WORK ORDER 1 –
Answer these questions about the scholarship essay below, one line each, marked (a), (b) and (c):
(a) Which organization is listed under the scholarship awarded in 2019?
(b) What program does the writer plan to complete in 2020?
(c) Where did the writer teach mechanics, and for how many years?
WORK ORDER 2 – Sum up the scholarship essay below in two sentences.

TEXT SEGMENT –
== Segment start ==

Indigenous Health Scholarship
Central Queensland University, Qld
Scholarship Awarded 2019
Rotary Club of Mackay North
How will I contribute to improving Indigenous health as a qualified medical practitioner or health worker?
I have a number of goals for the next 5 – 10 years, however the first is to complete the Master of Clinical Chiropractic program in 2020. For six years prior to moving to Mackay, my family and I were living in the Kimberley region of WA. Four of those years I was police officer working in the remote Aboriginal town of Fitzroy Crossing and the remaining two years I was an automotive lecturer teaching mechanics at the Kununurra TAFE. In both roles I was heavily involved in the Aboriginal community and working with disengaged aboriginal youth. As a result, I have extensive knowledge and experience in working with Aboriginal people and dealing with contemporary issues and the social needs of Aboriginal people. A very obvious issue that I noticed while working in the Kimberley was the disparity in Aboriginal health. A desire I have had since witnessing the lack of health services in remote Indigenous communities, is to offer a mobile health service to these remote towns and communities as part of my scope of practice.

== Segment end ==

DATA PROVIDED –
== Segment start ==

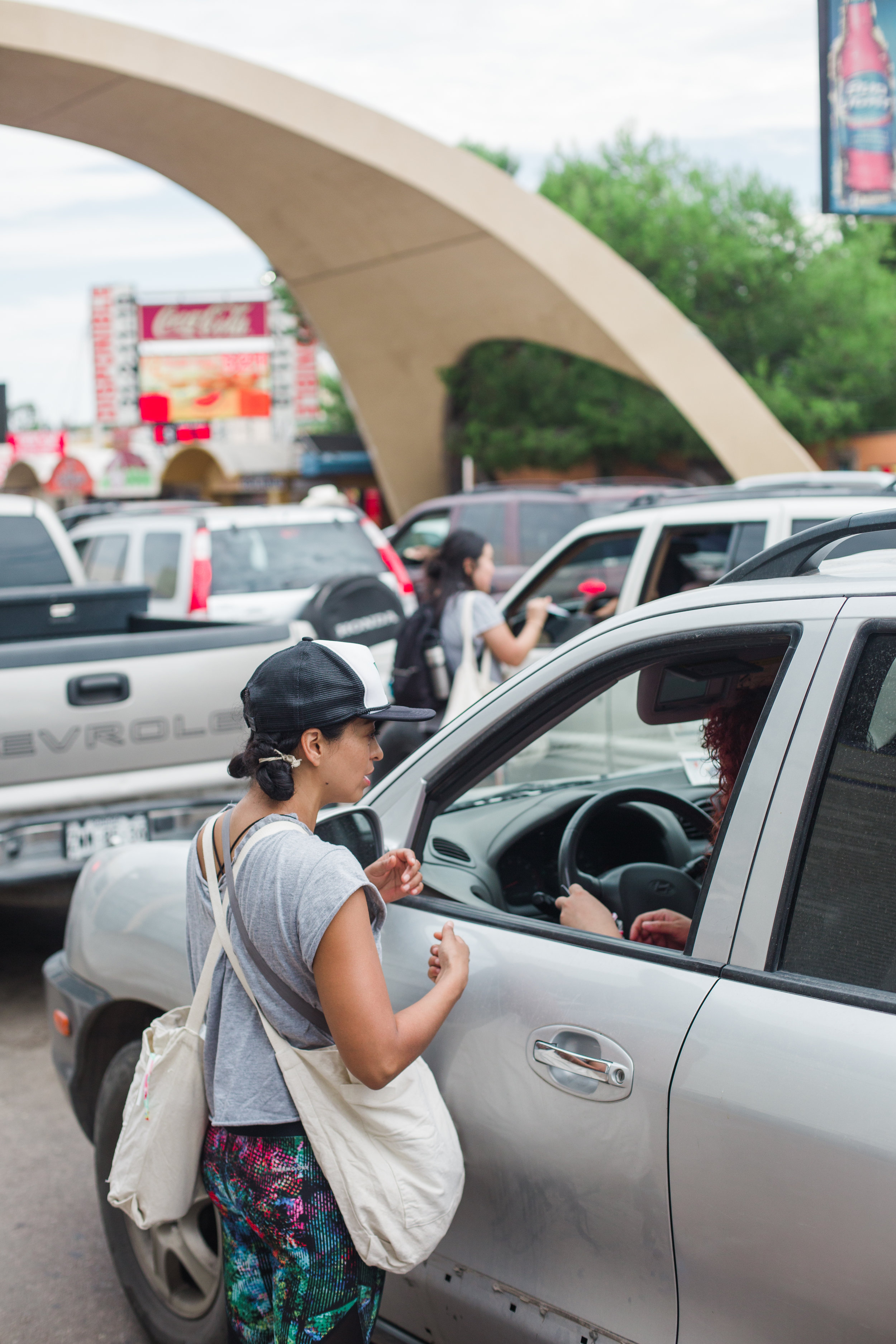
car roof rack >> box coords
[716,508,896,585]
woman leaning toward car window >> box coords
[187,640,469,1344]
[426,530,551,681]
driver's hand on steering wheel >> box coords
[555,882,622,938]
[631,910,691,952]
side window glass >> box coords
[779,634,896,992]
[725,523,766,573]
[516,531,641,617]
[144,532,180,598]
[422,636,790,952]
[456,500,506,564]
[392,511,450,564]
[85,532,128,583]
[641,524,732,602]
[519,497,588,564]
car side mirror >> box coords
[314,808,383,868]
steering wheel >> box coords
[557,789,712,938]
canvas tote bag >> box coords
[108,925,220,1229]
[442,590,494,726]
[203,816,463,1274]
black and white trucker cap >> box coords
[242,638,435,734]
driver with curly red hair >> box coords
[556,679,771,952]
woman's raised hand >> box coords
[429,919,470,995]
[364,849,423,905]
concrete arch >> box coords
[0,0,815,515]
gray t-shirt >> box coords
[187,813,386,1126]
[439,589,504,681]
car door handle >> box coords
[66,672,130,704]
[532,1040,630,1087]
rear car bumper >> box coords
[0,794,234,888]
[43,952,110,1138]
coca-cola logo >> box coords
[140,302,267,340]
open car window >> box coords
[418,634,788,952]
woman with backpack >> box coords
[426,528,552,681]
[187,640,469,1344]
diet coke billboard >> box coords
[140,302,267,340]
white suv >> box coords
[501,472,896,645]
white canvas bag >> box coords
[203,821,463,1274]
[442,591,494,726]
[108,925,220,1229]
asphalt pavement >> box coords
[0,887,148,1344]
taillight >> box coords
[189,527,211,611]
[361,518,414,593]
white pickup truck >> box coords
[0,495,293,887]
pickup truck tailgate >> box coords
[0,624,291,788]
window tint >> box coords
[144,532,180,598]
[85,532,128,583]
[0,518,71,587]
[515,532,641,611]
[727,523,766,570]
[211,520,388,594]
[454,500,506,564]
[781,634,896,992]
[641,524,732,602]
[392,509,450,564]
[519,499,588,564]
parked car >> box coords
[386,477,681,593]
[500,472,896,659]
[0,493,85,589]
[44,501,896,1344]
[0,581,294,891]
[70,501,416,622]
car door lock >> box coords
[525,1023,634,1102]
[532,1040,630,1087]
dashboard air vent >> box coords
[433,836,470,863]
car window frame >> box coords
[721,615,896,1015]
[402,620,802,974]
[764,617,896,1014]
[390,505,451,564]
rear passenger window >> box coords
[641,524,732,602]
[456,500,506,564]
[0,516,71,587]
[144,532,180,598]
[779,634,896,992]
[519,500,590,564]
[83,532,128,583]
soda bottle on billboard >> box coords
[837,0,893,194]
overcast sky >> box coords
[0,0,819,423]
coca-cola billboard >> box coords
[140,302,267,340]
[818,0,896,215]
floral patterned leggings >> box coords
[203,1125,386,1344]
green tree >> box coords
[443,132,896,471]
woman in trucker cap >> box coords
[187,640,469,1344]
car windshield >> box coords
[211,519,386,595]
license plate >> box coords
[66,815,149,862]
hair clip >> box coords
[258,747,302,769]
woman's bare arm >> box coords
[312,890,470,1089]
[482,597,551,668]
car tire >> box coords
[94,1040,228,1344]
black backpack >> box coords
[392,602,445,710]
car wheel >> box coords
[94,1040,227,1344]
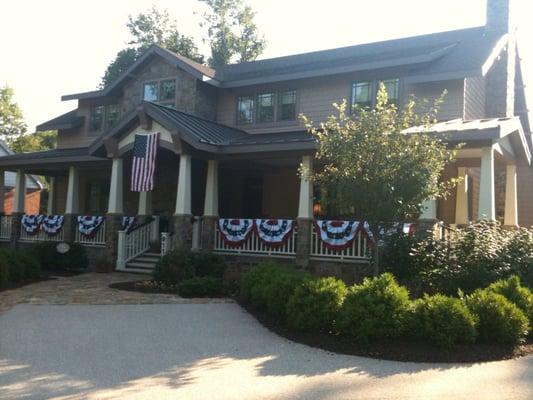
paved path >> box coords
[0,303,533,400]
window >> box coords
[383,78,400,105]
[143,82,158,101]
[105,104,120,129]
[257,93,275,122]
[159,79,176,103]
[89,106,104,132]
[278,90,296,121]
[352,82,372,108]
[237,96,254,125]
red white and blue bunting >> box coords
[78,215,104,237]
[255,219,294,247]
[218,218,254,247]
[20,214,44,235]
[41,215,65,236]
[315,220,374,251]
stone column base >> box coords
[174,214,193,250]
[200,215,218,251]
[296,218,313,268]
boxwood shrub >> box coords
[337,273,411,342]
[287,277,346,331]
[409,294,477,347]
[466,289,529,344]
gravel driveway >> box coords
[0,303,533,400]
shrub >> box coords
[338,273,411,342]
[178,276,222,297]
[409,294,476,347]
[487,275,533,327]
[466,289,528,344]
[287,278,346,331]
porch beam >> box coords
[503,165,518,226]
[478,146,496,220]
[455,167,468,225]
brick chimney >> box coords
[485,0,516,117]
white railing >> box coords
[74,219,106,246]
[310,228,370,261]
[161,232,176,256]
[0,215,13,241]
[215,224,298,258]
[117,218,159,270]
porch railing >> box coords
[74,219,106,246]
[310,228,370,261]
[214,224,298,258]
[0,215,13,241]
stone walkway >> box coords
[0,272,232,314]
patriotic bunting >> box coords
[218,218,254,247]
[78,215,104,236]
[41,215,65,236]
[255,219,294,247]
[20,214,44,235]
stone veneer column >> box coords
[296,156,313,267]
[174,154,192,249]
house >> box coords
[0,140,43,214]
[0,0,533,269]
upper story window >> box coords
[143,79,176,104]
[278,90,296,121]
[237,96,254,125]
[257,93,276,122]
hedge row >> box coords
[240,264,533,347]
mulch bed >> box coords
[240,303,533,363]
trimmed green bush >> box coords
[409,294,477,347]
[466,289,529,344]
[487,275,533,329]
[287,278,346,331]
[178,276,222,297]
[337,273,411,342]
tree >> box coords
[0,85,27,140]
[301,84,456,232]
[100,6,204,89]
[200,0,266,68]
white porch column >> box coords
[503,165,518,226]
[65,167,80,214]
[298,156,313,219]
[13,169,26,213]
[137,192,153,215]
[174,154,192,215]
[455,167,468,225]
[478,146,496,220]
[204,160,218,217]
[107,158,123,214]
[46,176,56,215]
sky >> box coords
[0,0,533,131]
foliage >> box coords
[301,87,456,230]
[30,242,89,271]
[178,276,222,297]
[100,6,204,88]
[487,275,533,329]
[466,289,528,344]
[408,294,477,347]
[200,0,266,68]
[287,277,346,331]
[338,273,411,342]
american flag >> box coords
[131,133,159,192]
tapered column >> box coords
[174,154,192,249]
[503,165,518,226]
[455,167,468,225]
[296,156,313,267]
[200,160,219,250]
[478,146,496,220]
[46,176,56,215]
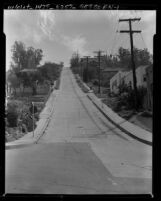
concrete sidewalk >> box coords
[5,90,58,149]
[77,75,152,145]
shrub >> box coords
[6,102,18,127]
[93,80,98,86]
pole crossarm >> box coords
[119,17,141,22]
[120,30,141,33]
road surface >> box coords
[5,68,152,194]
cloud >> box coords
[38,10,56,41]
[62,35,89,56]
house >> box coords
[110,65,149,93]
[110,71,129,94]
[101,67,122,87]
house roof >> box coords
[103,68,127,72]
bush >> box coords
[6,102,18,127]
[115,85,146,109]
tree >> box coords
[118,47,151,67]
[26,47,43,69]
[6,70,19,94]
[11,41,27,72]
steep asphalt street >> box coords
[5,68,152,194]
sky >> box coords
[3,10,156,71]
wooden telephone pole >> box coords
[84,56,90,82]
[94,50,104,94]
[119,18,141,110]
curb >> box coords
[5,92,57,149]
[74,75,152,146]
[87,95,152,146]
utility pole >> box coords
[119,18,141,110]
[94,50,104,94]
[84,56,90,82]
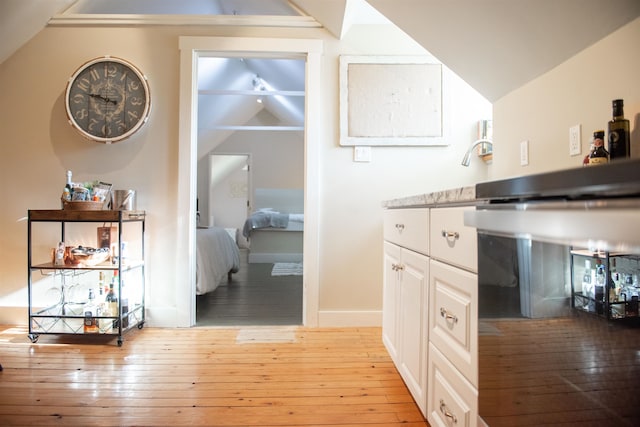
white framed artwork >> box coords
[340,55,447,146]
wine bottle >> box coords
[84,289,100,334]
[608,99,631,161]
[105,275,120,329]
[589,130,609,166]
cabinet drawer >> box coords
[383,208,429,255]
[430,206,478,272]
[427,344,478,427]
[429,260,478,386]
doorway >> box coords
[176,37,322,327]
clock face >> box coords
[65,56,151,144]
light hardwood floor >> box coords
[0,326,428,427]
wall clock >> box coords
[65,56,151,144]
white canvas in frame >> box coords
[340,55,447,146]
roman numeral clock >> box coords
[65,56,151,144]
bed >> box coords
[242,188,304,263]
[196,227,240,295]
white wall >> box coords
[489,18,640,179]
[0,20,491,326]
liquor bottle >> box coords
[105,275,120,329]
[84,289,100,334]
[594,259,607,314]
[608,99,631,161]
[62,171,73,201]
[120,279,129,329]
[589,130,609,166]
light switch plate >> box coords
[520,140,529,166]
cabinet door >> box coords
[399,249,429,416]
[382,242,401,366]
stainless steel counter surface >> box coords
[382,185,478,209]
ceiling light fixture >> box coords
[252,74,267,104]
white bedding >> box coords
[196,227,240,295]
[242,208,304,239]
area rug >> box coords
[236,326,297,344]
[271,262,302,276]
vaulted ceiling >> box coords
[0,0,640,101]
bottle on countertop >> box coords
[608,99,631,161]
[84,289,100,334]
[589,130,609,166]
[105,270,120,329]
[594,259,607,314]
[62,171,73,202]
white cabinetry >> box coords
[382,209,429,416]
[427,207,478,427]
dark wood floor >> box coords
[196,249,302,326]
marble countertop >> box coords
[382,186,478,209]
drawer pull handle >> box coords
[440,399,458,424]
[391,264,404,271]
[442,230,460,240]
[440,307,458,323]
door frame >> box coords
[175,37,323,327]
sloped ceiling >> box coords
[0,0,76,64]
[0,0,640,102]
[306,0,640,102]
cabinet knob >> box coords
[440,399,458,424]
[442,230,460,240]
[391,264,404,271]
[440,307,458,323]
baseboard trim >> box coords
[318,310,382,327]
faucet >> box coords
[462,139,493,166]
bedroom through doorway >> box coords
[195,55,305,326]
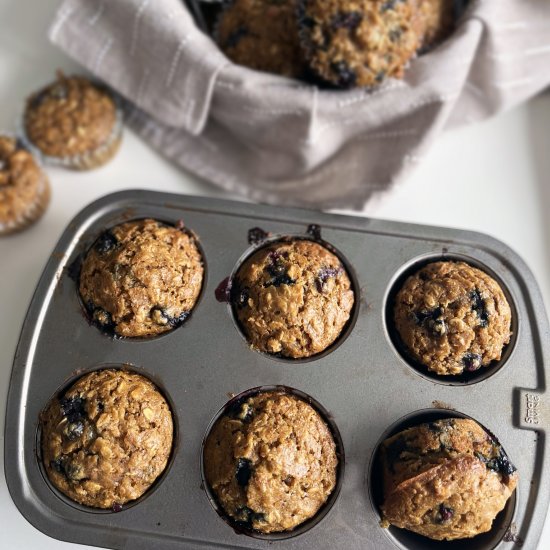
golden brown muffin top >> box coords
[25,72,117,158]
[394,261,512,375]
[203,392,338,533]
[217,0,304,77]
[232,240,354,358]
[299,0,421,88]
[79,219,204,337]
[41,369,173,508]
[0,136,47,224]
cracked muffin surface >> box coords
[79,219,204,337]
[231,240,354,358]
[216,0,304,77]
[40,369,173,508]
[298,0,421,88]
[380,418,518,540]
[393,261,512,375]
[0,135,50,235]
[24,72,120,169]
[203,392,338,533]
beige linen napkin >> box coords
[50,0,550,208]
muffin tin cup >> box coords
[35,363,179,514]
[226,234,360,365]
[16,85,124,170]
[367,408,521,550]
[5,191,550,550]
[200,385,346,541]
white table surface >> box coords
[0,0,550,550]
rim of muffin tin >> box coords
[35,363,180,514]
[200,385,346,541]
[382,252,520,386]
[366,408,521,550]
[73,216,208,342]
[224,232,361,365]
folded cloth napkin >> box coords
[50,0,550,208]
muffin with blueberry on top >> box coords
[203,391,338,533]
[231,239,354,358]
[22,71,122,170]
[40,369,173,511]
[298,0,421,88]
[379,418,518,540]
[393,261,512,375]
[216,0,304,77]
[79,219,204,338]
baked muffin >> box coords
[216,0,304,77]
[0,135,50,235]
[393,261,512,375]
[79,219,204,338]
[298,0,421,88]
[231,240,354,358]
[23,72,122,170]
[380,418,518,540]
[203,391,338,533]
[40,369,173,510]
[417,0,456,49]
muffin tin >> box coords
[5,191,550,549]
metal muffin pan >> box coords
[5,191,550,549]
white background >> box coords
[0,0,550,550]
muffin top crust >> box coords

== Segment end ==

TASK OUTPUT 1 –
(a) Rotary Club of Mackay North
(b) The Master of Clinical Chiropractic program
(c) At the Kununurra TAFE, for two years

TASK OUTPUT 2 – The writer received an Indigenous Health Scholarship at Central Queensland University in 2019 and first aims to complete the Master of Clinical Chiropractic program in 2020. After six years in the Kimberley region of WA as a police officer in Fitzroy Crossing and an automotive lecturer at Kununurra TAFE, where the writer saw the disparity in Aboriginal health, the writer hopes to offer a mobile health service to remote Indigenous towns and communities.